=== Task material ===

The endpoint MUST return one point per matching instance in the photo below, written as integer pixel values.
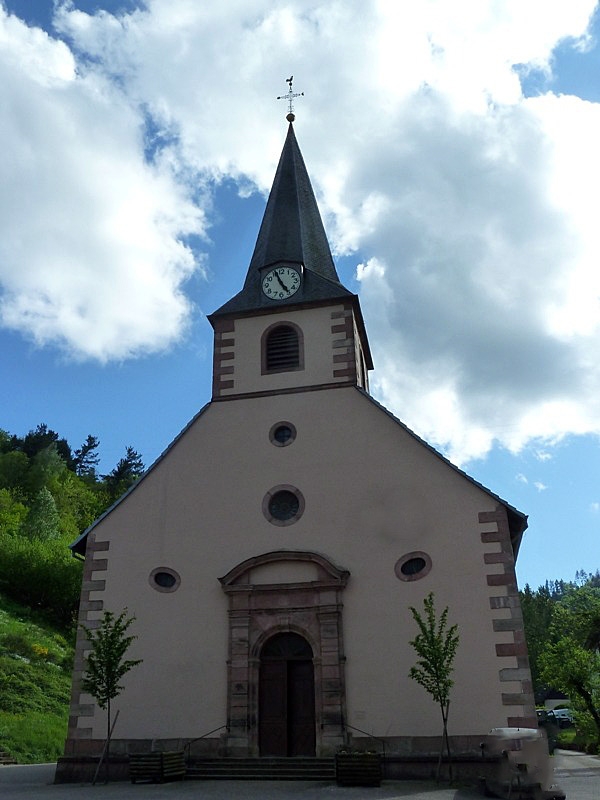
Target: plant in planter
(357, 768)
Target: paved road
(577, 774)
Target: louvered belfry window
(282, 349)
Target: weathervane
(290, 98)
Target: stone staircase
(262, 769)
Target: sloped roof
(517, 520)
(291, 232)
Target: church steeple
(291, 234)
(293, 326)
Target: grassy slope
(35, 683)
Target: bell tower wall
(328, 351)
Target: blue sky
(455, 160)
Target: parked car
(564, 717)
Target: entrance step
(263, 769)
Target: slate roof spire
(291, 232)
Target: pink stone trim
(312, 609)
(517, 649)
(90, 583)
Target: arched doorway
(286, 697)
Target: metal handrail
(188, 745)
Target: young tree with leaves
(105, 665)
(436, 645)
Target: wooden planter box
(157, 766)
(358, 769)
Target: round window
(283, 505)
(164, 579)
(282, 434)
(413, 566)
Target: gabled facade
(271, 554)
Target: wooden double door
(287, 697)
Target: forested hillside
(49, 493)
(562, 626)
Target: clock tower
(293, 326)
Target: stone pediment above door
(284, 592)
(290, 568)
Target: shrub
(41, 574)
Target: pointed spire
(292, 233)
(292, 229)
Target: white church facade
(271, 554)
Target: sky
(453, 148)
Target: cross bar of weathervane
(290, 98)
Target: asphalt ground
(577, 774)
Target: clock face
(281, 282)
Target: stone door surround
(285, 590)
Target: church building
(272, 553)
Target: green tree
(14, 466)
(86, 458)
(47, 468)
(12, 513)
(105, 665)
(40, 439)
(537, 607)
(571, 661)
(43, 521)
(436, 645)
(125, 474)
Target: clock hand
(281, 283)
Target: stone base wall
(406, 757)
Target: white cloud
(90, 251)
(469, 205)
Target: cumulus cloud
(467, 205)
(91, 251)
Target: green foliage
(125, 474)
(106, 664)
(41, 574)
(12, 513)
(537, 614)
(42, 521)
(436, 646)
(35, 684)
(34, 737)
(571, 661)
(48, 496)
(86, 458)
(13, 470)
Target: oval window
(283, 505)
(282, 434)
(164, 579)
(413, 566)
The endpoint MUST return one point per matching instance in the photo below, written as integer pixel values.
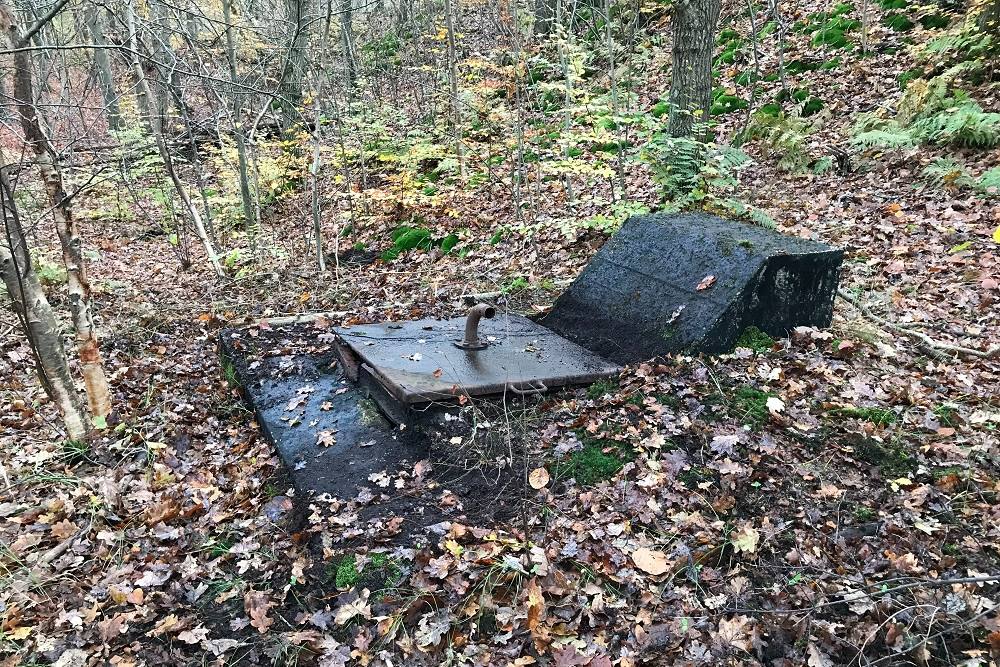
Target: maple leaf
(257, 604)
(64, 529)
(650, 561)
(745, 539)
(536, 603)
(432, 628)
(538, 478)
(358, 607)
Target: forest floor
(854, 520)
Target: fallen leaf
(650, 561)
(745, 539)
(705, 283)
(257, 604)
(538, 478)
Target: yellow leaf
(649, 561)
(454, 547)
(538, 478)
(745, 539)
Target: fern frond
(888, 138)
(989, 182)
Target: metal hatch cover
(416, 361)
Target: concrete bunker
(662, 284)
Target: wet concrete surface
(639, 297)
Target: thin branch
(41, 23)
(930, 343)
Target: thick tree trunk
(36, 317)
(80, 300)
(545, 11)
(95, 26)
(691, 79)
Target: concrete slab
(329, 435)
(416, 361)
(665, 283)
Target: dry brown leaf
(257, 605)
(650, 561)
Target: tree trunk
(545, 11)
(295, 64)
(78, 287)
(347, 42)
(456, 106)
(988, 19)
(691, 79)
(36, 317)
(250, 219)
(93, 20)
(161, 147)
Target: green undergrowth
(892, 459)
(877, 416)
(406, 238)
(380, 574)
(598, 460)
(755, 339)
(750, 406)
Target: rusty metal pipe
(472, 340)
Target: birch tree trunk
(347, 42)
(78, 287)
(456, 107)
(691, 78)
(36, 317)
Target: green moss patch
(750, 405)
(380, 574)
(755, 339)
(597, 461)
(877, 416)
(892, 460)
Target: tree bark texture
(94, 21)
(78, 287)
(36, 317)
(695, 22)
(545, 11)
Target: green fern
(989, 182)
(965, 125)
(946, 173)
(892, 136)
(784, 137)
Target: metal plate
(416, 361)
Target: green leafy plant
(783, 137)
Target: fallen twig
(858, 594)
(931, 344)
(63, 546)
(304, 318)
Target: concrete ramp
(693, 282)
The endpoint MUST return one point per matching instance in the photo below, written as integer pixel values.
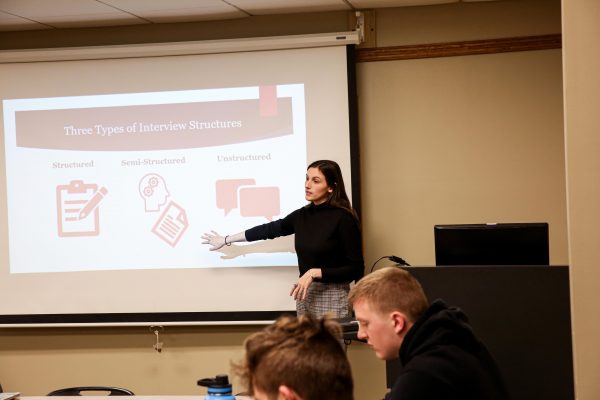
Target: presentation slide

===
=== Task material ===

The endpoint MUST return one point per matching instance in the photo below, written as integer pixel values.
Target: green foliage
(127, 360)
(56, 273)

===

**Try it:** The reply should hold the entries above from the line with "Target: maple leaf" to the line with "Target: presentation slide", duplicated exactly, pictures excluded.

**Answer for this exercise:**
Target: maple leaf
(257, 604)
(64, 529)
(650, 561)
(745, 539)
(536, 603)
(432, 628)
(538, 478)
(358, 607)
Target: forest floor
(854, 520)
Target: fallen leaf
(650, 561)
(745, 539)
(705, 283)
(257, 604)
(538, 478)
Target: yellow leaf
(649, 561)
(454, 547)
(538, 478)
(745, 539)
Target: fern frond
(888, 138)
(989, 182)
Target: metal hatch cover
(416, 361)
Target: concrete bunker
(662, 284)
Target: wet concrete surface
(639, 297)
Target: thin branch
(41, 23)
(930, 343)
Target: thick tree trunk
(36, 317)
(80, 300)
(545, 11)
(95, 26)
(691, 79)
Target: concrete slab
(329, 435)
(416, 361)
(665, 283)
Target: dry brown leaf
(257, 605)
(650, 561)
Target: tree trunk
(545, 11)
(295, 64)
(78, 287)
(347, 42)
(456, 106)
(988, 19)
(691, 79)
(36, 317)
(250, 219)
(93, 20)
(161, 147)
Target: green undergrowth
(892, 459)
(877, 416)
(406, 238)
(380, 574)
(598, 460)
(755, 339)
(750, 406)
Target: rusty metal pipe
(472, 340)
Target: birch tree trunk
(347, 42)
(78, 287)
(456, 107)
(691, 78)
(36, 317)
Target: green moss patch
(750, 405)
(380, 574)
(755, 339)
(597, 461)
(877, 416)
(892, 460)
Target: tree bark texture
(94, 21)
(78, 287)
(36, 317)
(695, 22)
(545, 11)
Target: green fern
(989, 182)
(965, 125)
(946, 173)
(892, 136)
(784, 137)
Target: metal plate
(416, 361)
Target: green leafy plant
(783, 137)
Target: fallen twig
(858, 594)
(931, 344)
(63, 546)
(304, 318)
Target: concrete ramp
(693, 282)
The endpoint MUST return one point per matching instance in the photo below, written as integer pixel values.
Target: presentation slide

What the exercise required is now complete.